** Directions **
Repeat the following entries line for line, without changing anything.

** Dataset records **

* BEGIN *

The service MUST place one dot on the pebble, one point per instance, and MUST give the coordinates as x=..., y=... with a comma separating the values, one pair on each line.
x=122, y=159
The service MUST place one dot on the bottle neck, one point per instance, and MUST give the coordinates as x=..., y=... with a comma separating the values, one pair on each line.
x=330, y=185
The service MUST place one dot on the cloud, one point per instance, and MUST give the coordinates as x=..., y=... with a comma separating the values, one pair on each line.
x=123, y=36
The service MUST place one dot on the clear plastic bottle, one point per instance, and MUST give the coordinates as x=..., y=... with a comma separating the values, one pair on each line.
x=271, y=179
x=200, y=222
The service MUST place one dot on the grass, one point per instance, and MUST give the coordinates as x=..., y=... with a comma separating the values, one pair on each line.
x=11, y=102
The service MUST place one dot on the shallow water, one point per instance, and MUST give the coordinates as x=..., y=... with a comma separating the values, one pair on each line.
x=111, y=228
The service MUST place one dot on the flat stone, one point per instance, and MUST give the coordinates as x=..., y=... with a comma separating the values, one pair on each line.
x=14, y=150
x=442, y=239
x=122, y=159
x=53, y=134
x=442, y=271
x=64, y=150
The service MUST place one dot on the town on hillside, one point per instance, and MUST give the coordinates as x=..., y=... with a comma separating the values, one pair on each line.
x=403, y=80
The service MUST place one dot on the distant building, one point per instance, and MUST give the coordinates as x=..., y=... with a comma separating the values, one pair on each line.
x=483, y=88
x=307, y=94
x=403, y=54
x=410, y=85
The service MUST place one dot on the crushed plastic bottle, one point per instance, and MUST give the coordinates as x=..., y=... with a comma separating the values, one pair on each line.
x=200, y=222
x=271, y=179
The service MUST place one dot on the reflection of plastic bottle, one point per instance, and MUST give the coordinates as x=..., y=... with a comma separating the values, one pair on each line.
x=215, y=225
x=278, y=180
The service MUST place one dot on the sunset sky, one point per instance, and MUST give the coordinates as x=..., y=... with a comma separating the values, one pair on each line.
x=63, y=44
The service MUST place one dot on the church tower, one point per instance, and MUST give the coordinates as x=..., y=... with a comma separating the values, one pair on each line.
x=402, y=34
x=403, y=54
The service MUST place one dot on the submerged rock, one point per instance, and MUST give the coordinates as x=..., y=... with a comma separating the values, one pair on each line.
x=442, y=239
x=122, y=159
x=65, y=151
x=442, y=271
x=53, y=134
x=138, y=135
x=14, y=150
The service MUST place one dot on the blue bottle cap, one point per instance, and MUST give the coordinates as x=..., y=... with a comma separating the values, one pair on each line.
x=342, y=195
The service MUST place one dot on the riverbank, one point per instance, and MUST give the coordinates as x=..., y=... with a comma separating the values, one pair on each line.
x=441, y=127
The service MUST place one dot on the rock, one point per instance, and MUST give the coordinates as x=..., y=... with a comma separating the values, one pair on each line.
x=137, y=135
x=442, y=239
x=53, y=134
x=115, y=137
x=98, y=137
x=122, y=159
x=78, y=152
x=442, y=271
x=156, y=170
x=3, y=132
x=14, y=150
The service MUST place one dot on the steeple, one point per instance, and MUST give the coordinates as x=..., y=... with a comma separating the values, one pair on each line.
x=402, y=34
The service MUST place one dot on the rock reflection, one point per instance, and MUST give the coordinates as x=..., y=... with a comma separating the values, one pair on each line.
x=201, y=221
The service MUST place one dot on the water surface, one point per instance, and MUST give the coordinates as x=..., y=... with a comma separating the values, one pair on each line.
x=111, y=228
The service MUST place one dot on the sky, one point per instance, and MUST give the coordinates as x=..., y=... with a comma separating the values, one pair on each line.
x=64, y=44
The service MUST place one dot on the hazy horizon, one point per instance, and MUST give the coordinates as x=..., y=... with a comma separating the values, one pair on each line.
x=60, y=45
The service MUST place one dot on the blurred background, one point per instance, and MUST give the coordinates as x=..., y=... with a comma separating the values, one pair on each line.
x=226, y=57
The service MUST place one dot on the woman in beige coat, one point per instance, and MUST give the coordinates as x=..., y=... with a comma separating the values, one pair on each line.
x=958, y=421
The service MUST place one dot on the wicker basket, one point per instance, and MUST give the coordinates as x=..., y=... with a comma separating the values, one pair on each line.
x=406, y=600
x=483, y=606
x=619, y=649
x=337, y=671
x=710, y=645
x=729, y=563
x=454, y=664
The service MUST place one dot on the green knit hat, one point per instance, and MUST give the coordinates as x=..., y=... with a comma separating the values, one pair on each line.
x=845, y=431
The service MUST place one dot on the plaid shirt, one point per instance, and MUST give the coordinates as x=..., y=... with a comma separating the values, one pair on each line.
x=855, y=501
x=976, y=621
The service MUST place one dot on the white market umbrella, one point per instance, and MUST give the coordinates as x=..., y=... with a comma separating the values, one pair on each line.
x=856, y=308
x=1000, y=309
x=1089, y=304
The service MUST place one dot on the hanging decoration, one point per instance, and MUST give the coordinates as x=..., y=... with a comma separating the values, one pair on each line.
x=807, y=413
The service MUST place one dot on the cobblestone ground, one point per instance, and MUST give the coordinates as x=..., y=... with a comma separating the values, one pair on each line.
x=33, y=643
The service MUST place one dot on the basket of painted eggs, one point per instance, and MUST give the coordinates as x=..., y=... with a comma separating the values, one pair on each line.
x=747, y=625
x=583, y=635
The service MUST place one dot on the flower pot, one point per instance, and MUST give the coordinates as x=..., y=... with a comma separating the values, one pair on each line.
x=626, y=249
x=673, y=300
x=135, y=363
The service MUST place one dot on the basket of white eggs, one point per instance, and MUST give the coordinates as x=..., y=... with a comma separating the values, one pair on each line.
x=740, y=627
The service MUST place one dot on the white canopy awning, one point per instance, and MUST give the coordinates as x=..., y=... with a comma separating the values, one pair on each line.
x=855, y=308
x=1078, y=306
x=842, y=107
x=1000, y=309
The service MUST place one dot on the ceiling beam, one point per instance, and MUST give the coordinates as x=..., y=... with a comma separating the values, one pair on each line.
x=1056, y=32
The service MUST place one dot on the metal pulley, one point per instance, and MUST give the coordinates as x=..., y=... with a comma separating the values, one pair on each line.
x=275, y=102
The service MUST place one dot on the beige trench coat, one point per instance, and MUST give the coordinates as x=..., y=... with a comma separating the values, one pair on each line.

* END *

** Complete response **
The service MUST place one dot on the pebble, one point per instance, and MUST give the coordinates as x=..., y=... with a comma separating the values, one pair on each line.
x=122, y=159
The service MUST place one dot on the bottle neck, one point per instance, and MUST give the coordinates as x=..., y=... with a comma separating the values, one pair on each line.
x=330, y=185
The service MUST place one dot on the cloud, one point per instance, and MUST give the coordinates as x=..., y=... with a comma separating the values, one pair on each line.
x=123, y=36
The service MUST place one dot on the clear plastic bottle, one point per instance, and MUST give the coordinates as x=..., y=... with a comma separating the values, one pair on each line.
x=271, y=179
x=200, y=222
The service MUST place one dot on the grass, one point per instance, and MUST give the coordinates as x=..., y=... with a comma separating the values, one pair on each line.
x=11, y=102
The service MUST place one dot on the shallow water, one point per instance, and MUST give the coordinates as x=..., y=... with a comma separating the values, one pair on each line.
x=111, y=228
The service MUST place one dot on the flat stone, one point per instance, and MUST give the coordinates as x=..., y=... with a comma separating the values, one pair on each line.
x=14, y=150
x=442, y=239
x=122, y=159
x=53, y=134
x=442, y=271
x=64, y=150
The service MUST place one dot on the town on hillside, one point per instance, and MUST give the coordinates as x=..., y=... with a comma separating the values, one pair on each line.
x=403, y=80
The service MUST place one dot on the distant building, one point per instance, and MUST give the coordinates as x=..., y=... with a comma separating the values, one pair on each line.
x=483, y=88
x=307, y=94
x=403, y=54
x=410, y=85
The service MUST place one dot on the crushed plastic bottle, one point per instance, and MUST give the coordinates as x=..., y=... with a comma separating the values, one pair on each line.
x=200, y=222
x=271, y=179
The service MUST place one dot on the reflection of plastic bottle, one point per instance, and MUST give the coordinates as x=..., y=... with a comma separating the values, one pair on each line.
x=215, y=225
x=278, y=180
The service MUST place one dot on the sunset sky, one point per instance, and MUST give the coordinates as x=..., y=... with a comma separating the values, one pair on each line.
x=63, y=44
The service MUST place one dot on the church tower, one point per instance, and MUST give the coordinates as x=..., y=... with a comma separating the values, one pair on each line.
x=402, y=34
x=403, y=54
The service MUST place one dot on the submerged rock, one point per instance, and MUST give the coordinates as x=..., y=... with a comma separating the values, one pair on each line.
x=442, y=239
x=122, y=159
x=65, y=151
x=442, y=271
x=53, y=134
x=138, y=135
x=14, y=150
The service MUST place one dot on the blue bottle cap, one point per instance, and MUST give the coordinates as x=..., y=... with a comma separating the values, one pair on each line.
x=342, y=195
The service MUST place one dot on the riverbank, one point per instance, and MUST give the coordinates as x=..., y=... with a comma separating the values, one pair on each line.
x=441, y=127
The service MUST place one dot on the rock, one point per instance, and MUST give the coordinates as x=..., y=... with a comma separating the values, one pair on each line.
x=137, y=135
x=442, y=239
x=53, y=134
x=115, y=137
x=98, y=137
x=122, y=159
x=78, y=152
x=442, y=271
x=156, y=170
x=3, y=132
x=14, y=150
The service MUST place one dot on the steeple, one point per instance, and MUST give the coordinates as x=..., y=... with a comma separating the values, one pair on each line.
x=402, y=34
The service MUST place one dot on the rock reflection, one point per instance, and MUST give the coordinates as x=..., y=... with a comma separating the values, one pair on each line.
x=201, y=221
The service MUST place one dot on the water surface, one point per instance, and MUST give the coordinates as x=..., y=... with a comma separating the values, one pair on each line.
x=111, y=228
The service MUST place one dot on the sky, one point per instance, and MUST give the coordinates as x=..., y=... with a comma separating the values, one pair on each line.
x=64, y=44
The service MUST place one dot on the hazy horizon, one point per instance, and MUST give the coordinates as x=..., y=... with a comma separating the values, one pair on each line.
x=60, y=45
The service MUST place one dot on the blurred background, one point per instance, and MUST give the coordinates as x=..., y=... with a comma separating the values, one pair on each line.
x=226, y=57
The service MUST place one dot on the woman in beige coat, one point per instance, and MUST give the coordinates as x=..., y=... with a comma separating the values, one pair on each line.
x=958, y=421
The service MUST place one dot on the wicker basket, one point per instance, and MUST give the coordinates as x=..., y=... with a comma separating the values, one pair on each line.
x=406, y=600
x=483, y=606
x=619, y=649
x=337, y=671
x=710, y=645
x=729, y=563
x=454, y=664
The service MUST place one dot on the green knit hat, one point per instance, and MUST give the coordinates as x=..., y=... with a comma separating the values, one pair on each line.
x=845, y=431
The service MUST place one dot on the plaid shirt, one point per instance, and MUST give the coordinates as x=..., y=... with a comma separating the values, one pair on each line.
x=855, y=501
x=976, y=621
The service MUST place one dot on the white market umbrella, one point per instance, and MUST give the coordinates as x=..., y=... with a comma separating the values, one pair on each line.
x=856, y=308
x=1000, y=309
x=1089, y=304
The service MUST place one dot on the hanging decoration, one point per instance, and MUST give the coordinates as x=..., y=... with a comma separating the values, one pair on each line.
x=807, y=413
The service MUST place one dot on the cobblestone ground, one point per instance, and MUST give the coordinates as x=..., y=... with a comma separating the values, one pair on each line.
x=33, y=643
The service MUST place one dot on the basket of painted eggs, one point per instance, and MUST give the coordinates as x=..., y=... with a comma separating the values, one pair on each line.
x=747, y=625
x=583, y=635
The service MUST place one dot on the flower pot, one point per instance, and MUST give the coordinates as x=..., y=... with a comma separating the values, one pair on each line.
x=626, y=249
x=673, y=300
x=135, y=363
The service MUST place one dot on the basket of white eggs, one point per instance, and MUST give the coordinates as x=..., y=... with a comma separating the values, one pair on each line.
x=740, y=627
The service MUST place one dot on the white canopy awning, one point per instance, and MUST give the coordinates as x=..., y=... with a comma separating the values, one pair on each line.
x=855, y=308
x=1078, y=306
x=842, y=107
x=1000, y=309
The service MUST place one dot on the ceiling beam, one point per instance, and MUST give the coordinates as x=..., y=... with a comma separating the values, one pair on each line.
x=1056, y=32
The service MUST place one dot on the metal pulley, one point per instance, and MUST give the coordinates as x=..., y=... with a comma separating the values, one pair on each line.
x=275, y=102
The service MUST place one dot on the beige trench coat, one point per instance, and MUST give the coordinates as x=..., y=... with a comma separating the values, one pair on each line.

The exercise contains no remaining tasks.